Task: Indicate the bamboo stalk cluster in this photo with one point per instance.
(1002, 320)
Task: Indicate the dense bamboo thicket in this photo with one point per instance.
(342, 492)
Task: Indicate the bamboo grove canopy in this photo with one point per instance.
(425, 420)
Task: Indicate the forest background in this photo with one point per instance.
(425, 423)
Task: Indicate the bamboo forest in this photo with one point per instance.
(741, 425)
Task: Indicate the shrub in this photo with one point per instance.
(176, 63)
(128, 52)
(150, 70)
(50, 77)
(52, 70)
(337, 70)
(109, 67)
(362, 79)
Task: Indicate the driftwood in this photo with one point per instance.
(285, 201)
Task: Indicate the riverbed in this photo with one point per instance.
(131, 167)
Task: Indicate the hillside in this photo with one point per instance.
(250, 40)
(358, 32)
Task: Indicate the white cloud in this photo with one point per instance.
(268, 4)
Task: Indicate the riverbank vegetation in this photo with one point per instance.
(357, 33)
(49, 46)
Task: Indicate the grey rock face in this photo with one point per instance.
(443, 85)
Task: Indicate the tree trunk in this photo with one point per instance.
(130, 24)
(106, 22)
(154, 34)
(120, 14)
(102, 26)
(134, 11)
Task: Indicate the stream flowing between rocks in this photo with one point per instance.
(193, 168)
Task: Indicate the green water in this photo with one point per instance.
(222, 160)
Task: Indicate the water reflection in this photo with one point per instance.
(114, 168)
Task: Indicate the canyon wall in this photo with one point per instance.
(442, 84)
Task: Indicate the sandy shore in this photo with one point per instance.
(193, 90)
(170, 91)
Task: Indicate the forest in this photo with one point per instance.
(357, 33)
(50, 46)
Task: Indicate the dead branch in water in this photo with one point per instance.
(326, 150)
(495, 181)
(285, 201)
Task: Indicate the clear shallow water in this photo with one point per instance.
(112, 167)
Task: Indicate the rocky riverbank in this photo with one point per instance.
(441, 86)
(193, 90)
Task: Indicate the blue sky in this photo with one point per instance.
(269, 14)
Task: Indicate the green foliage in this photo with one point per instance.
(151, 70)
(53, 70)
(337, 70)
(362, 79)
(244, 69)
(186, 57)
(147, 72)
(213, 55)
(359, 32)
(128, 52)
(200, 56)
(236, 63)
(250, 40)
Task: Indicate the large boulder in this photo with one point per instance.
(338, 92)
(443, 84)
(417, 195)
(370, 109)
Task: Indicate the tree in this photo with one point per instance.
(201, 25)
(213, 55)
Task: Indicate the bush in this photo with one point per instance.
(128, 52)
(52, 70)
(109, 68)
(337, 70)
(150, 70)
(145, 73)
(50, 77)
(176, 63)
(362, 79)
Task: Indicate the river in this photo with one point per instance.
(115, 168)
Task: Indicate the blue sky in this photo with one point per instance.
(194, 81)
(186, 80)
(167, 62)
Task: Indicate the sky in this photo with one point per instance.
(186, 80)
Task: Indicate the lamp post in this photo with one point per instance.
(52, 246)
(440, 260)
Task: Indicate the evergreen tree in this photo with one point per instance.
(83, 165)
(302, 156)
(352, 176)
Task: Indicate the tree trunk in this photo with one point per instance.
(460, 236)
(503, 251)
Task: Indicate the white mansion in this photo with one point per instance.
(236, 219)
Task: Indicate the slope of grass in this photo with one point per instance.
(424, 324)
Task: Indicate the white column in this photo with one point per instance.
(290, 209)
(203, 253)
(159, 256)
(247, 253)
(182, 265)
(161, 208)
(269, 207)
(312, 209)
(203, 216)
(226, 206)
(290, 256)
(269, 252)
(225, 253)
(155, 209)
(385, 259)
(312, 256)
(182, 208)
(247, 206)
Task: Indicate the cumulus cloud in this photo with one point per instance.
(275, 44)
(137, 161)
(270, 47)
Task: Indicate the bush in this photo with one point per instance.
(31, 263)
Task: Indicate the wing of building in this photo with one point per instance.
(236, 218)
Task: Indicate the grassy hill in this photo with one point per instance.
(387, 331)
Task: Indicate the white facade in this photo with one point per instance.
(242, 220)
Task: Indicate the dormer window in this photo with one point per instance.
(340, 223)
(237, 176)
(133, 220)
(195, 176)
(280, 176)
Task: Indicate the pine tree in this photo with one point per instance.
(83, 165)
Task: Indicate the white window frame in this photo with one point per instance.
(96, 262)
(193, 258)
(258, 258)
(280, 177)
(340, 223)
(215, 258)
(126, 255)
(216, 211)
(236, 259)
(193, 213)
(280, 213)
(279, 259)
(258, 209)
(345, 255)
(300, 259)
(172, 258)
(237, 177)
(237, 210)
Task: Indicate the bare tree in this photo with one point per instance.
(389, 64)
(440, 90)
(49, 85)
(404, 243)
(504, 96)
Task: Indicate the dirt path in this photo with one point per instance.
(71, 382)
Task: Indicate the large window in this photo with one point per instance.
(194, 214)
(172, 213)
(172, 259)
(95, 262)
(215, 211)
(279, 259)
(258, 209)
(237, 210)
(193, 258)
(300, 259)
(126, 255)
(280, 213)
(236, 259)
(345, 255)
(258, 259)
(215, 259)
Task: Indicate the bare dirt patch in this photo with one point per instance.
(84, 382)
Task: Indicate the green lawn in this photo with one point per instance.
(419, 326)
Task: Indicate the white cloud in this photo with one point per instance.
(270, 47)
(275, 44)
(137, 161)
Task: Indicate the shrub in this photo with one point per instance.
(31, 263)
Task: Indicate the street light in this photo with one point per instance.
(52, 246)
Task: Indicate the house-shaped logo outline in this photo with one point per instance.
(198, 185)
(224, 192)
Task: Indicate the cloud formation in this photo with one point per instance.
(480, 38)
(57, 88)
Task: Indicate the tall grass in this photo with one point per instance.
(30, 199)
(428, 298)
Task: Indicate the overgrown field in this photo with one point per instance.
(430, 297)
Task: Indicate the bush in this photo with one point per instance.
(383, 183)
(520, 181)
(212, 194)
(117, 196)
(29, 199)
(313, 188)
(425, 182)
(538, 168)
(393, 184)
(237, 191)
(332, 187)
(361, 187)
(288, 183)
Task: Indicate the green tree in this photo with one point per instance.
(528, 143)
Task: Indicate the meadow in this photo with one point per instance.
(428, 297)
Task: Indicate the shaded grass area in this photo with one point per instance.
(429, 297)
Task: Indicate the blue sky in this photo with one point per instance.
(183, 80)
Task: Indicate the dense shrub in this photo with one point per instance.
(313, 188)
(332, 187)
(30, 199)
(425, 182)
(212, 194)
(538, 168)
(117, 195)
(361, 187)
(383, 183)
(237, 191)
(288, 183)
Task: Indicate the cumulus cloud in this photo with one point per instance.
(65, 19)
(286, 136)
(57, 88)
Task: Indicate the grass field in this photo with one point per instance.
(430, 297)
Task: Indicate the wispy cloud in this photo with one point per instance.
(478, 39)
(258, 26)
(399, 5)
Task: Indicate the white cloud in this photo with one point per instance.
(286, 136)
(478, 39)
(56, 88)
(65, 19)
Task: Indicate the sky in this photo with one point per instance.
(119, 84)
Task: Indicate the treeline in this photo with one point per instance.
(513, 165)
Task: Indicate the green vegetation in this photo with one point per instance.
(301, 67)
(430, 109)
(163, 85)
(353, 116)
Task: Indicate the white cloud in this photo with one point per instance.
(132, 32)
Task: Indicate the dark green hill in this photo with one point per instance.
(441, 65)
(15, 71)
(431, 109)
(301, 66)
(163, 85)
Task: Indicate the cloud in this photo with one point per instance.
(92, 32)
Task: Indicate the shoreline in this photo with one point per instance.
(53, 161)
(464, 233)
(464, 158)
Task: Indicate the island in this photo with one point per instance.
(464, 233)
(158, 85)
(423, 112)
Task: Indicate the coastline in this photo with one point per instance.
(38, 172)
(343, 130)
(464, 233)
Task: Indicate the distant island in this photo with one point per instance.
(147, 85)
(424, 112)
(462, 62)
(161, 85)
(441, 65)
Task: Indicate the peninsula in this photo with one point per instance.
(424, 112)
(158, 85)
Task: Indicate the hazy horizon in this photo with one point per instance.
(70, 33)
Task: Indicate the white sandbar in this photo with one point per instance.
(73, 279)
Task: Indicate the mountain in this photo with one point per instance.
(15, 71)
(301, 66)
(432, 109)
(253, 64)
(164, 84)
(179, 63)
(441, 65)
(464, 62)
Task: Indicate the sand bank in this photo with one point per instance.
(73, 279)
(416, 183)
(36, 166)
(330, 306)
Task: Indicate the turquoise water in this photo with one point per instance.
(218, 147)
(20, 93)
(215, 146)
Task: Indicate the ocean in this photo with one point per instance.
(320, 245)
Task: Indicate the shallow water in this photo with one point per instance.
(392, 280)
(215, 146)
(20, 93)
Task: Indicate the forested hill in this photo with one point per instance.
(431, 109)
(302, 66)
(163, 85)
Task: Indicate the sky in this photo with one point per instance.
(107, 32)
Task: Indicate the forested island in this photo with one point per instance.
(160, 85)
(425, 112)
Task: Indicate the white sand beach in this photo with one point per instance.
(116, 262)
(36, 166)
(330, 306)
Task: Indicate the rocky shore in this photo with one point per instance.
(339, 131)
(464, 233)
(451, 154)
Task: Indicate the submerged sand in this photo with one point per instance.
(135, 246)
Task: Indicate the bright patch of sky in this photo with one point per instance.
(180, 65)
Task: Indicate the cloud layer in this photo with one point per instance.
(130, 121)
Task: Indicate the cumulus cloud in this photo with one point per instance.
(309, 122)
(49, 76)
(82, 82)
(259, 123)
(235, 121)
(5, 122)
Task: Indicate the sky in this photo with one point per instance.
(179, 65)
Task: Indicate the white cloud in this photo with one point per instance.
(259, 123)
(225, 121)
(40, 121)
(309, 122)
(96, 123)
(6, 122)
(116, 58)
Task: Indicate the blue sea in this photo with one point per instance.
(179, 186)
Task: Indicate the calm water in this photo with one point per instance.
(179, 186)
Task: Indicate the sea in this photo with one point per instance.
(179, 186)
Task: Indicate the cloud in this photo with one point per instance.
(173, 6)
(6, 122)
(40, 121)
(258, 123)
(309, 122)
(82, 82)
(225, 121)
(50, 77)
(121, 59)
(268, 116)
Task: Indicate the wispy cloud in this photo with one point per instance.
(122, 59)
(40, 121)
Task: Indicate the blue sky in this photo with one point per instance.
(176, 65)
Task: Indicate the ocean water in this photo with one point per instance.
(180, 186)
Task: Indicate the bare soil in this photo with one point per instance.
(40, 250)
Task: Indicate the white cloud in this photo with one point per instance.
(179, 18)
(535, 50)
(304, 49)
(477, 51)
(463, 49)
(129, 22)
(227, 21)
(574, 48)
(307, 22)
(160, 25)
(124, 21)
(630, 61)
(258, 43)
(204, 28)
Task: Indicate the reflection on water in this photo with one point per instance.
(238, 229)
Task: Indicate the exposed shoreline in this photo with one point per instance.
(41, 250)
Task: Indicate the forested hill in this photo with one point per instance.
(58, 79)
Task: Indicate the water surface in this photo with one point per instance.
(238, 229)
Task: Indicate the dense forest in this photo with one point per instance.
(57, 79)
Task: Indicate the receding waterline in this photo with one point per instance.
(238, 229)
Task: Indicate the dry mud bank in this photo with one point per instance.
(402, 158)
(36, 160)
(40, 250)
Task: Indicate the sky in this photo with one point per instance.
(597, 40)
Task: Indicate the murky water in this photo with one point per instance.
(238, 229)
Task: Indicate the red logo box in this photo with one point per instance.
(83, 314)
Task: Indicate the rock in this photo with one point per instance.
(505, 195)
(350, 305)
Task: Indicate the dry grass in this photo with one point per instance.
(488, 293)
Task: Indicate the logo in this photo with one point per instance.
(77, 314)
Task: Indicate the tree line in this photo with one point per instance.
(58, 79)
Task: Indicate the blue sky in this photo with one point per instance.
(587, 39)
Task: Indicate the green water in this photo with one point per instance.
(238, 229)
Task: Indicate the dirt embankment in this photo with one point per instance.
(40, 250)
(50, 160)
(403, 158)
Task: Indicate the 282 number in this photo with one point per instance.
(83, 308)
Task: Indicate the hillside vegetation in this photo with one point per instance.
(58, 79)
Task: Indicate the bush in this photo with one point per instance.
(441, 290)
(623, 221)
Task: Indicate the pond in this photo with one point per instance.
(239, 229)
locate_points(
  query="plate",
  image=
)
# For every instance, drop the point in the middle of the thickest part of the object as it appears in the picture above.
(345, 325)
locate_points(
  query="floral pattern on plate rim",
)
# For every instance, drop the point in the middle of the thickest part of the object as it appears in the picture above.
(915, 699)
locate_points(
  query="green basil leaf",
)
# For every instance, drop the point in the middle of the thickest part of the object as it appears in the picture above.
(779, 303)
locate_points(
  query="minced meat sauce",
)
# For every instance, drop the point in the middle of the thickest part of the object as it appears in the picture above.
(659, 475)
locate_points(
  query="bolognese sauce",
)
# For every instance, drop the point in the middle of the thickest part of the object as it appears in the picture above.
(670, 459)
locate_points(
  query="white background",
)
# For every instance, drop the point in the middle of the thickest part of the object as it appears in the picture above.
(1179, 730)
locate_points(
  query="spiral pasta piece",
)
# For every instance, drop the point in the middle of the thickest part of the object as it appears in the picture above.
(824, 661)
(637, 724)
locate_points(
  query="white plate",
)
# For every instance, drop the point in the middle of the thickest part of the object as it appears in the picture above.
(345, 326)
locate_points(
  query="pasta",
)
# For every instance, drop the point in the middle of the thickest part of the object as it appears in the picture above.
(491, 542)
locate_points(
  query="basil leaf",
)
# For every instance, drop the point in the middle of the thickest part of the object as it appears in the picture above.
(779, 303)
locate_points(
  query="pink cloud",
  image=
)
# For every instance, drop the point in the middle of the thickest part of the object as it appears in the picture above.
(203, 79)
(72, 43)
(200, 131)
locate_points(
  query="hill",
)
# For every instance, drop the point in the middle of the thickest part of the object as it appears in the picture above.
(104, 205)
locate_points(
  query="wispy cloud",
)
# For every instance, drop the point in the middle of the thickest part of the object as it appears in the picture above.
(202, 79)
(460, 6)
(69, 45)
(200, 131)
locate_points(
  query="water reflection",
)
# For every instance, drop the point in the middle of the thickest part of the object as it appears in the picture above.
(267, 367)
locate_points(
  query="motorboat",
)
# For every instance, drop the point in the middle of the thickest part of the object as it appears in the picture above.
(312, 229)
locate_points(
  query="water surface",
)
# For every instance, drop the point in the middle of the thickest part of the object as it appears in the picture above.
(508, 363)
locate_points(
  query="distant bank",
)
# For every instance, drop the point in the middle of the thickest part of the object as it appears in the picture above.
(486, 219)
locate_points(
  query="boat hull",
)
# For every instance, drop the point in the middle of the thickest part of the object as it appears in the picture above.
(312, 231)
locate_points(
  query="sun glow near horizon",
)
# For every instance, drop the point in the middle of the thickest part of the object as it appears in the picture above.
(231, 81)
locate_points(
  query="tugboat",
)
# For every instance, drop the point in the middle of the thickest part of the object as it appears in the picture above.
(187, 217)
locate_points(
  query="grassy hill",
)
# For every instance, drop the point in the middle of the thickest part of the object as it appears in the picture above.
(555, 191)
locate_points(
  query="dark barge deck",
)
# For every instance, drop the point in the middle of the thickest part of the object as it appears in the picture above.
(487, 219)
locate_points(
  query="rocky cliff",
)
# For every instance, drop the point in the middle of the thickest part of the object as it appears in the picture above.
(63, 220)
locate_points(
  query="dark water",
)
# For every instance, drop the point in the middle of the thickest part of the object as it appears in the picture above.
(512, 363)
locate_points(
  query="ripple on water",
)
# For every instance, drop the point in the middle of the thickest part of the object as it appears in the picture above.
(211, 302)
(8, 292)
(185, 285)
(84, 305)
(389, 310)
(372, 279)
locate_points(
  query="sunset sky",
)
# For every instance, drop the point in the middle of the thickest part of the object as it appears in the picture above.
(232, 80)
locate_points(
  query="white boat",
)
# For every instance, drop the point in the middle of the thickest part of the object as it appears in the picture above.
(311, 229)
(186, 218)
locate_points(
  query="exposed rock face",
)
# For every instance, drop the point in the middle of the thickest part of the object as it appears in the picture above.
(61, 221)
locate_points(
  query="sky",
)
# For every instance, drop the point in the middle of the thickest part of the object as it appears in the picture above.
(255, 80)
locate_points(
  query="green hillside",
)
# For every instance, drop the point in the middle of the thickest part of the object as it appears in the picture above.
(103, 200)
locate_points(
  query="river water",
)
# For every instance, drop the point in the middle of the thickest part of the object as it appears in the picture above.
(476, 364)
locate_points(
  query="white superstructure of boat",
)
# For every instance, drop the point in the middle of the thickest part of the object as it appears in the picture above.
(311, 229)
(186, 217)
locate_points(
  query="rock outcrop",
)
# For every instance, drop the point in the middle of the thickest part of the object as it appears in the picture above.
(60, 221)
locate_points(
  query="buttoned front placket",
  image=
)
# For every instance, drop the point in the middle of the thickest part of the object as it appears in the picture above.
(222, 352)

^^^^

Pick out every line in the records above that contains the string "horizon", and copy each one. Match case exactly.

Task: Indicate the hazy horizon in this photo with one point per instance.
  query="sun glow near horizon",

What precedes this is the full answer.